EXTRACTED DATA
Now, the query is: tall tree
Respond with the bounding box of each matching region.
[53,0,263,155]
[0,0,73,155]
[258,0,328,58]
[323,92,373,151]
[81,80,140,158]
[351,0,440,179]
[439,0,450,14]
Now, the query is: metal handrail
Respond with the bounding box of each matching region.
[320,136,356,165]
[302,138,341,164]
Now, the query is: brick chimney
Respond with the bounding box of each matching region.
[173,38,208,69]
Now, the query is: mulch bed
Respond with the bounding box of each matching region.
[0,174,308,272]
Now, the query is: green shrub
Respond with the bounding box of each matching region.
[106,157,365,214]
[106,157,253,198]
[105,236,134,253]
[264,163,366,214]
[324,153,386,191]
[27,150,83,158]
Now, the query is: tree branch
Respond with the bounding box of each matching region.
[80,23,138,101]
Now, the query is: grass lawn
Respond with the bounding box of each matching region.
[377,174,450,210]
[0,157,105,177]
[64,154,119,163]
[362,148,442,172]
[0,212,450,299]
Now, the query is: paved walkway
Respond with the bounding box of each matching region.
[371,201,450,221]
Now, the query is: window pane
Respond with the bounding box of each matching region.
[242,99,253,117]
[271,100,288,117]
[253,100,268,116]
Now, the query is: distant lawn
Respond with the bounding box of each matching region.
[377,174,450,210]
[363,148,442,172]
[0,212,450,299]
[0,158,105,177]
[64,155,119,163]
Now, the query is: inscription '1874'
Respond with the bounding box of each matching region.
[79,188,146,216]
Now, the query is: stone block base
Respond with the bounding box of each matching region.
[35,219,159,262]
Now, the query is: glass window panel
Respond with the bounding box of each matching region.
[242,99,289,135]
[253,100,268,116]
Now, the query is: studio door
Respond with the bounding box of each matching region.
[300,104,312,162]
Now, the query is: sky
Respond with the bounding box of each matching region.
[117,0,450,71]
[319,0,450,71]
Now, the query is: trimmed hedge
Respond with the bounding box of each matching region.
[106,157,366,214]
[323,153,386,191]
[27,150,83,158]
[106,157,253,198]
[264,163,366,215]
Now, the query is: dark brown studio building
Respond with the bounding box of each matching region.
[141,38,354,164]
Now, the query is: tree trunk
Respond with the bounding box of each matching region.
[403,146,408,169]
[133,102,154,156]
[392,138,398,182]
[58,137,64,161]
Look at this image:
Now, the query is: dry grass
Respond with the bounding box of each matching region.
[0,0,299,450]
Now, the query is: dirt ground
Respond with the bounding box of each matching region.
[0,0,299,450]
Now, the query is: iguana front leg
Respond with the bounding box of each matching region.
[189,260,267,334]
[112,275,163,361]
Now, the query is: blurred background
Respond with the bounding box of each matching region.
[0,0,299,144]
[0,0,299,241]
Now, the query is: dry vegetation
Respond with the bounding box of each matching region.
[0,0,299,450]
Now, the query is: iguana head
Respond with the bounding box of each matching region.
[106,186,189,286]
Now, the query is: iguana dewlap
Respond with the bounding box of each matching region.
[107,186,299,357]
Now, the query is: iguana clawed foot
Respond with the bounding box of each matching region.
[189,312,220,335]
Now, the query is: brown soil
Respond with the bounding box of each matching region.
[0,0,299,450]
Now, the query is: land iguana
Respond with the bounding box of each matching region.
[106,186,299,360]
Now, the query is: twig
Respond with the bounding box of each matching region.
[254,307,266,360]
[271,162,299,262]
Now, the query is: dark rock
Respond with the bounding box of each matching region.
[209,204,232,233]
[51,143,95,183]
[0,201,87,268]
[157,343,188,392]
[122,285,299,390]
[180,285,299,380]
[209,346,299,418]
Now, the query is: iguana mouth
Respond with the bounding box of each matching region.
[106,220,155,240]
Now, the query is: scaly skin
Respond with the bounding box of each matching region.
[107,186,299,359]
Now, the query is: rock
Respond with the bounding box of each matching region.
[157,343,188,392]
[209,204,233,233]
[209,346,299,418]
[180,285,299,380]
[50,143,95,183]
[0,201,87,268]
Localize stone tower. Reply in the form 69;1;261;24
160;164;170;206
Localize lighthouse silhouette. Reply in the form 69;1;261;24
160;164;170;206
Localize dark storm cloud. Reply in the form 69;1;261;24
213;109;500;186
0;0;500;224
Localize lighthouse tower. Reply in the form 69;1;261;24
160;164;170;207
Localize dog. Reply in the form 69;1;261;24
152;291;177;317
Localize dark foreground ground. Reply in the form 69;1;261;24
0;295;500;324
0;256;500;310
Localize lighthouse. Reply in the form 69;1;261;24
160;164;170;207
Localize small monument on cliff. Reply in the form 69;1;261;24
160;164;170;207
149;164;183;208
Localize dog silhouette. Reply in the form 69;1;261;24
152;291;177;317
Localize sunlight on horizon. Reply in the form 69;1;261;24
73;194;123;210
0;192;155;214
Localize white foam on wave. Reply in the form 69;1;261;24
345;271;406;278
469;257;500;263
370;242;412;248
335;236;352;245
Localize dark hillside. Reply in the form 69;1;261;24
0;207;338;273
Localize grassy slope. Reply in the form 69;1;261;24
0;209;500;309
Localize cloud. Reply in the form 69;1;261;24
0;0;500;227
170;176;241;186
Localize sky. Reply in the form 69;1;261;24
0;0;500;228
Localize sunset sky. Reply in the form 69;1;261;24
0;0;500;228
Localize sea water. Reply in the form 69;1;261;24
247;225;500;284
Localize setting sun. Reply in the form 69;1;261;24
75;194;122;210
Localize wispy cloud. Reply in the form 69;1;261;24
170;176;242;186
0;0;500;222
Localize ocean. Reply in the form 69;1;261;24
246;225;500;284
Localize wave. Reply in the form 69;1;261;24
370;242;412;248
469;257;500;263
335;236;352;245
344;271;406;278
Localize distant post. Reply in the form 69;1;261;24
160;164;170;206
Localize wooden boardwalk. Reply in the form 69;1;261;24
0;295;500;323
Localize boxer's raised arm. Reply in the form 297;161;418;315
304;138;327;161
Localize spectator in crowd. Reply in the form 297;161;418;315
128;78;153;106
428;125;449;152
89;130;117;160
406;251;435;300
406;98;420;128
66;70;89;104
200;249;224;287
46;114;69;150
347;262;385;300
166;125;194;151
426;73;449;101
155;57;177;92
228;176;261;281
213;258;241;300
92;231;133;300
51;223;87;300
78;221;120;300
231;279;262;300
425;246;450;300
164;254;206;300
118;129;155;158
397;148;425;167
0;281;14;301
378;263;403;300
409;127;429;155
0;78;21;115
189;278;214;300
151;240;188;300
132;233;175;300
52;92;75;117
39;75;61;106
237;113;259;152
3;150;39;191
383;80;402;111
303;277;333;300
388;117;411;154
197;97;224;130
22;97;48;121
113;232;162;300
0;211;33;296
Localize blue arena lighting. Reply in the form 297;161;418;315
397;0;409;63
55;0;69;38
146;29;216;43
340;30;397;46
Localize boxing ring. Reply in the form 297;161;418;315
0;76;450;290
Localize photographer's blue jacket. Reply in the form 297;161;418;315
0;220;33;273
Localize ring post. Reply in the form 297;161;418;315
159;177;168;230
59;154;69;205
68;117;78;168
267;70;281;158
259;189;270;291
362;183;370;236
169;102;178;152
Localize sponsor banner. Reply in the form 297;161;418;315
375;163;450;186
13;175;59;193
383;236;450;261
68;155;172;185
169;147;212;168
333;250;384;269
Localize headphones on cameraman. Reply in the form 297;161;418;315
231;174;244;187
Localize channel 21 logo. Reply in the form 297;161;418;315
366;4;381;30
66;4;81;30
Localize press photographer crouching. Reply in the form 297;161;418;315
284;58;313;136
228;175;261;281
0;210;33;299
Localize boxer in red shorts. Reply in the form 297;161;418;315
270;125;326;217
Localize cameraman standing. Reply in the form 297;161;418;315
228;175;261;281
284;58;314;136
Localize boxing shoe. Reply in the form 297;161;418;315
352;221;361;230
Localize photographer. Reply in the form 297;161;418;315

TO DO
Rewrite every line of the records above as a numbered list, leaving out any blank lines.

THE ANSWER
1. Now, the query is: tall tree
2. Respond with the bounding box of each matching region.
3. [53,0,263,155]
4. [0,0,73,155]
5. [258,0,328,58]
6. [323,92,373,151]
7. [81,80,140,158]
8. [351,0,440,179]
9. [439,0,450,14]
10. Now, the query is: metal handrail
11. Respond with the bounding box of each matching region.
12. [320,136,356,165]
13. [302,138,341,164]
14. Now, the query is: brick chimney
15. Respond with the bounding box of each matching region.
16. [173,38,208,69]
17. Now, the query is: mulch bed
18. Respond with the bounding box of each matching region.
19. [0,174,308,272]
20. Now, the query is: green shrub
21. Respond with the bounding box of each matching region.
22. [106,157,365,214]
23. [106,157,253,198]
24. [105,236,134,253]
25. [264,163,366,214]
26. [324,153,386,191]
27. [27,150,83,158]
28. Now, the query is: tree branch
29. Respond with the bounding box of each matching region.
30. [80,23,138,101]
31. Now, the query is: grass lawn
32. Respond with the bounding box of each matching region.
33. [377,174,450,210]
34. [0,157,105,177]
35. [64,154,119,163]
36. [362,148,442,172]
37. [0,212,450,299]
38. Now, the query is: paved walkway
39. Respond with the bounding box of each matching region.
40. [371,201,450,221]
41. Now, the query is: window pane
42. Respond with the bounding box of each matching region.
43. [242,99,253,117]
44. [271,100,288,117]
45. [253,100,268,116]
46. Now, the query is: distant lawn
47. Respond with the bounding box of each matching region.
48. [377,174,450,210]
49. [363,148,442,172]
50. [0,212,450,299]
51. [0,158,105,177]
52. [64,155,119,163]
53. Now, the query is: inscription '1874'
54. Respond with the bounding box of each matching region.
55. [79,188,146,216]
56. Now, the query is: stone block base
57. Respond with the bounding box of each matching region.
58. [35,219,159,262]
59. Now, the query is: glass window panel
60. Respond with the bounding box of each matching region.
61. [242,99,289,135]
62. [253,100,268,116]
63. Now, the query is: studio door
64. Respond with the bounding box of each matching region.
65. [300,104,312,162]
66. Now, the query is: sky
67. Respond with the bounding box of each matching region.
68. [117,0,450,71]
69. [319,0,450,71]
70. Now, the query is: trimmed hedge
71. Respond with the bounding box of each matching region.
72. [106,157,366,214]
73. [323,153,386,191]
74. [27,150,83,158]
75. [106,157,253,198]
76. [264,163,366,215]
77. Now, the query is: dark brown studio building
78. Respond with the bounding box of each matching region.
79. [141,38,354,164]
80. Now, the query is: tree trunk
81. Respond with the bounding box of each matching region.
82. [403,146,408,169]
83. [133,102,154,156]
84. [392,138,398,182]
85. [58,137,64,161]
86. Look at this image:
87. Now, the query is: dry grass
88. Respond with the bounding box of each matching region.
89. [0,0,299,450]
90. Now, the query is: dirt ground
91. Respond with the bounding box of each matching region.
92. [0,0,299,450]
93. Now, the query is: iguana front leg
94. Respond with the bounding box of each matching region.
95. [189,260,267,334]
96. [112,275,163,361]
97. Now, the query is: blurred background
98. Respond with the bounding box of each matching region.
99. [0,0,299,144]
100. [0,0,299,241]
101. Now, the query is: dry vegetation
102. Respond with the bounding box of each matching region.
103. [0,0,299,450]
104. Now, the query is: iguana head
105. Respond with the bounding box of each matching region.
106. [106,186,189,286]
107. Now, the query is: iguana dewlap
108. Respond with the bounding box of each matching region.
109. [107,186,299,357]
110. Now, the query is: iguana clawed foot
111. Respond with the bounding box of each matching region.
112. [189,312,220,335]
113. Now, the query is: brown soil
114. Respond with the bounding box of each matching region.
115. [0,0,299,450]
116. Now, the query is: land iguana
117. Respond with the bounding box of each matching region.
118. [106,186,299,360]
119. Now, the query is: twig
120. Respond with the bounding box of each matching region.
121. [254,307,266,360]
122. [271,162,299,262]
123. Now, the query is: dark rock
124. Respond with the bounding box of each matching region.
125. [209,204,232,233]
126. [51,143,95,183]
127. [0,201,87,268]
128. [157,343,188,392]
129. [122,285,299,390]
130. [180,285,299,380]
131. [209,346,299,418]
132. Now, the query is: iguana mouth
133. Respond with the bounding box of each matching region.
134. [106,220,155,240]
135. Now, the query is: scaly skin
136. Respond with the bounding box of each matching region.
137. [107,186,299,359]
138. Now, the query is: rock
139. Respond with the bounding box of each matching region.
140. [157,343,188,392]
141. [209,204,233,233]
142. [209,346,299,418]
143. [180,285,299,380]
144. [50,143,95,183]
145. [0,201,87,268]
146. Localize stone tower. Reply in the form 69;1;261;24
147. 160;164;170;206
148. Localize lighthouse silhouette. Reply in the form 69;1;261;24
149. 160;164;170;206
150. Localize dark storm cloud. Reply in the form 69;1;261;24
151. 213;109;500;186
152. 0;0;500;224
153. Localize lighthouse tower. Reply in the form 69;1;261;24
154. 160;164;170;207
155. Localize dog. Reply in the form 69;1;261;24
156. 152;291;177;317
157. Localize dark foreground ground. Reply in the form 69;1;261;24
158. 0;295;500;324
159. 0;256;500;310
160. Localize lighthouse. Reply in the form 69;1;261;24
161. 160;164;170;207
162. Localize small monument on cliff. Reply in the form 69;1;261;24
163. 160;164;170;207
164. 149;164;183;208
165. Localize dog silhouette. Reply in the form 69;1;261;24
166. 152;291;177;317
167. Localize sunlight on horizon. Reply in the form 69;1;261;24
168. 73;194;123;210
169. 0;192;155;214
170. Localize white foam on wave. Reply in the form 69;1;261;24
171. 345;271;406;278
172. 469;257;500;263
173. 370;242;412;248
174. 335;236;352;245
175. Localize dark hillside. Reply in the form 69;1;261;24
176. 0;207;338;273
177. Localize grassy slope. Reply in the form 69;1;261;24
178. 0;209;500;309
179. Localize cloud. Reply in the form 69;1;261;24
180. 0;0;500;227
181. 170;176;241;186
182. Localize sky. Reply in the form 69;1;261;24
183. 0;0;500;228
184. Localize sunset sky. Reply in the form 69;1;261;24
185. 0;0;500;228
186. Localize sea water. Reply in the form 69;1;261;24
187. 247;225;500;284
188. Localize setting sun. Reply in the form 69;1;261;24
189. 75;194;122;210
190. Localize wispy cloud. Reply in the form 69;1;261;24
191. 170;176;242;186
192. 0;0;500;222
193. Localize ocean. Reply in the form 69;1;261;24
194. 246;225;500;284
195. Localize wave. Reply in the form 69;1;261;24
196. 370;242;412;248
197. 469;257;500;263
198. 335;236;352;245
199. 344;271;406;278
200. Localize distant post. Reply in the form 69;1;261;24
201. 160;164;170;206
202. Localize wooden boardwalk. Reply in the form 69;1;261;24
203. 0;295;500;323
204. Localize boxer's raised arm. Reply in the form 297;161;418;315
205. 304;138;327;161
206. Localize spectator in crowd. Reply in the form 297;161;418;315
207. 128;78;153;106
208. 428;125;449;152
209. 89;130;117;160
210. 406;251;435;300
211. 406;98;420;128
212. 66;70;89;104
213. 200;249;224;287
214. 46;114;69;150
215. 347;262;385;300
216. 166;125;194;151
217. 426;73;449;101
218. 155;57;177;92
219. 228;176;261;281
220. 213;258;241;300
221. 92;231;133;300
222. 51;223;87;300
223. 78;221;120;300
224. 231;279;262;300
225. 425;246;450;300
226. 164;254;206;300
227. 118;129;155;158
228. 397;148;425;167
229. 0;281;14;301
230. 378;263;403;300
231. 409;127;429;155
232. 0;78;21;115
233. 189;278;214;300
234. 151;240;188;300
235. 132;233;175;300
236. 52;92;75;117
237. 39;75;61;106
238. 237;113;259;152
239. 3;150;39;191
240. 383;80;402;111
241. 303;277;333;300
242. 388;117;411;154
243. 197;97;224;130
244. 22;97;48;121
245. 113;232;162;300
246. 0;211;33;296
247. Localize blue arena lighting. Reply in the form 297;161;418;315
248. 397;0;409;63
249. 55;0;69;38
250. 146;29;216;43
251. 340;30;397;46
252. Localize boxing ring. Reply in the form 297;161;418;315
253. 0;76;450;290
254. Localize photographer's blue jacket. Reply in the form 297;161;418;315
255. 0;220;33;273
256. Localize ring post. Reply in the form 297;161;418;315
257. 159;177;168;230
258. 59;154;69;205
259. 68;117;78;168
260. 267;70;281;158
261. 259;189;270;291
262. 362;183;370;236
263. 169;102;178;152
264. Localize sponsor banner. Reply in the form 297;161;418;315
265. 375;163;450;186
266. 13;175;59;193
267. 383;236;450;261
268. 68;155;172;185
269. 169;147;212;168
270. 333;250;384;269
271. Localize headphones on cameraman. Reply in the form 297;161;418;315
272. 231;174;244;187
273. Localize channel 21 logo. Reply in the form 297;161;418;315
274. 366;4;381;30
275. 66;4;81;30
276. Localize press photographer crouching. Reply in the form 297;161;418;315
277. 284;58;313;136
278. 228;175;261;281
279. 0;210;33;299
280. Localize boxer in red shorts. Reply in the form 297;161;418;315
281. 270;125;326;217
282. Localize cameraman standing. Reply in the form 297;161;418;315
283. 228;175;261;281
284. 284;58;314;136
285. Localize boxing shoe. Reply in the form 297;161;418;315
286. 352;221;361;230
287. Localize photographer. Reply in the form 297;161;418;315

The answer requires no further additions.